:: Text section ::
···
Our model has been trained on the entire dataset, so we can evaluate the performance of the network on the same dataset. This will only give us an idea of how well we have modeled the dataset (e.g. train accuracy), but no idea of how well the algorithm might perform on new data.

The model can be evalueted usning evaluation() function on your model and pass it the same input and output used to train the model. This will generate a prediction for each input and output pair and collect scores, including the average loss and any metrics you have configured, such as accuracy.

# evaluate the model
scores = model.evaluate(X, Y)

# print accuracy
print("\n%s: %.2f%%" % (model.metrics_names[1], scores[1]*100))

Since this is still introductionary example same data has been used for traning and evaluation, but in in future we will separate data into train and test datasets for the training and evaluation of your model.

The whole process can be executed with command:

# from ./mlp
python mlp.py

By running above command, you should see a message for each of the 100 epochs, printing the loss and accuracy for each, followed by the final evaluation of the trained model on the training dataset.

After 100 epochs we reached accuracy of the approx 86%.

Epoch 98/100
10000/10000 [==============================] - 5s 454us/step - loss: 0.3351 - acc: 0.8628
Epoch 99/100
10000/10000 [==============================] - 3s 345us/step - loss: 0.3345 - acc: 0.8614
Epoch 100/100
10000/10000 [==============================] - 3s 324us/step - loss: 0.3341 - acc: 0.8634

So we have implemented network which solves real problem of predicting will concrete customer leave or stay in the bank.

Experiment

Try to change network with adding more layers, play with number of nodes(do not change size of the input and output nodes), change optimizers e.g. adam, rsmprop, sgd., change number of epochs. After every change run command:

# from ./mlp
python mlp.py

and check the results.

Summary

As you can see, during a process of finding appropriate neural network for specific problem, we need to make a lot of decision and continuously repeat following steps:

Idea -> Code -> Experiment Idea -> Code -> Experiment Idea -> Code -> Experiment

During mentioned process, we also need to make lot of decision, like:

choose variables from dataset(feature engineering)
define architecture of the neural network
define number of layers
define number of neurons in each layer
decide on activation function for each layer
choose optimization algorithm
choose loss function
split dataset into training/test/validation sets
define batch_size
define number of epochs
keep a track of the accuracy and loss during training phase
evaluate the model
save/load a model

In a next chapter we will show you how Keras helps us in order to easily implement mentioned steps.
···
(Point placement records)

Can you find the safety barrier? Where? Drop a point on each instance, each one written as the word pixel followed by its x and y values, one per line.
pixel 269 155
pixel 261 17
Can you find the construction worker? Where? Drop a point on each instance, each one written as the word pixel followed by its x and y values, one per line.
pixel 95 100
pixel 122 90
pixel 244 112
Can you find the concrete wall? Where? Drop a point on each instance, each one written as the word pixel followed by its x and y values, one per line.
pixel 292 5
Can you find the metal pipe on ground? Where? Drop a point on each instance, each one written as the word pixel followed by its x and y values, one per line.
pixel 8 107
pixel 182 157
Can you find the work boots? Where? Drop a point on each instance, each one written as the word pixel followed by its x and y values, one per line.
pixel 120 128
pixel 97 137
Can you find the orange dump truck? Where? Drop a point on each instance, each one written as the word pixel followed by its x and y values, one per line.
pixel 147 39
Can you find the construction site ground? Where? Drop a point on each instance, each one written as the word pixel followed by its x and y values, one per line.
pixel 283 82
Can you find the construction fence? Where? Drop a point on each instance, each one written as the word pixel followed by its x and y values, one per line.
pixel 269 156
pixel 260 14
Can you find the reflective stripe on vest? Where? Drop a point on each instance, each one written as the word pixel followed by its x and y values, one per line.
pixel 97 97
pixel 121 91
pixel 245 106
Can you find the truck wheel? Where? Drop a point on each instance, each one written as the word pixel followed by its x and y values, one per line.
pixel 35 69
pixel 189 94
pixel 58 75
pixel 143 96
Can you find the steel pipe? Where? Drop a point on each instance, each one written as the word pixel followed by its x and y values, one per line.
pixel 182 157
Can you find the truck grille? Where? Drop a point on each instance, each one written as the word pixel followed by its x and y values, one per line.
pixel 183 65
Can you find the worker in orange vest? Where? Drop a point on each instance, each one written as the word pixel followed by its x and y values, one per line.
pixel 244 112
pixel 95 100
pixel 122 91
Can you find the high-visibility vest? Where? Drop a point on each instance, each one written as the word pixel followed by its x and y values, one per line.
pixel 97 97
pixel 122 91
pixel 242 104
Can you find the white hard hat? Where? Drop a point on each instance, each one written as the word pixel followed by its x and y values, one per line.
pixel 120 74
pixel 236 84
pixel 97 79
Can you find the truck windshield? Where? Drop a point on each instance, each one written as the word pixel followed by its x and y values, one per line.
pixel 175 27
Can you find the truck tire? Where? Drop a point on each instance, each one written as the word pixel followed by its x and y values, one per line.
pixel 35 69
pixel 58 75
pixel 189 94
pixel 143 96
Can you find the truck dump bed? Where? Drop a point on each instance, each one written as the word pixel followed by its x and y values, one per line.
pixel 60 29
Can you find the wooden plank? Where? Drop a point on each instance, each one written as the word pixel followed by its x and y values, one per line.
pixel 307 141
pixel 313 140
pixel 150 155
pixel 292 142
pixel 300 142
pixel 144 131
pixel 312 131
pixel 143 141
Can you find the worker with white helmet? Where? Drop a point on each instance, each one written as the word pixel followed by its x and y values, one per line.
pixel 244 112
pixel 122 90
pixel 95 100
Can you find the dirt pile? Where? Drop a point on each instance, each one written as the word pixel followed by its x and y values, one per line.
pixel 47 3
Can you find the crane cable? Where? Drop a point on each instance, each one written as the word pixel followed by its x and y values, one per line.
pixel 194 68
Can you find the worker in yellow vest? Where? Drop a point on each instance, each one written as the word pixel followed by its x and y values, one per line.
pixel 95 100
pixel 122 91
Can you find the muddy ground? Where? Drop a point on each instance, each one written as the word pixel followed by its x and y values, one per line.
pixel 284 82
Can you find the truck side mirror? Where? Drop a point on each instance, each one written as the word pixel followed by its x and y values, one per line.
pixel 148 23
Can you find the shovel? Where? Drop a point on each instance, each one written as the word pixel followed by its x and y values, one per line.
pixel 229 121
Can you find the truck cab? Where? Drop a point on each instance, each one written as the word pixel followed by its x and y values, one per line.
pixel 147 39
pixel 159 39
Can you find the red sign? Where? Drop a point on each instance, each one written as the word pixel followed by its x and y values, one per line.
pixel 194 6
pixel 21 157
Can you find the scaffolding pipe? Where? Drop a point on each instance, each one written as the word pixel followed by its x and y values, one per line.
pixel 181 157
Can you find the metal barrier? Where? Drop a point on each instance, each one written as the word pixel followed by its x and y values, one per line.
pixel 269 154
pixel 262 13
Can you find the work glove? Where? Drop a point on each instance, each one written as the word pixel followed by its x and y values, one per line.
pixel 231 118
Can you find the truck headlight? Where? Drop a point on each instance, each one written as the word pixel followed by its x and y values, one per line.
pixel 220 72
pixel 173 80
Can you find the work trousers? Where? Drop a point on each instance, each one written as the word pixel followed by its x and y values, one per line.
···
:: Task to carry out ::
From the Keras tutorial, write out word for word the passage between "Idea -> Code -> Experiment Idea" and "from dataset(feature engineering)", inclusive.

:: Answer to this task ::
Idea -> Code -> Experiment Idea -> Code -> Experiment Idea -> Code -> Experiment

During mentioned process, we also need to make lot of decision, like:

choose variables from dataset(feature engineering)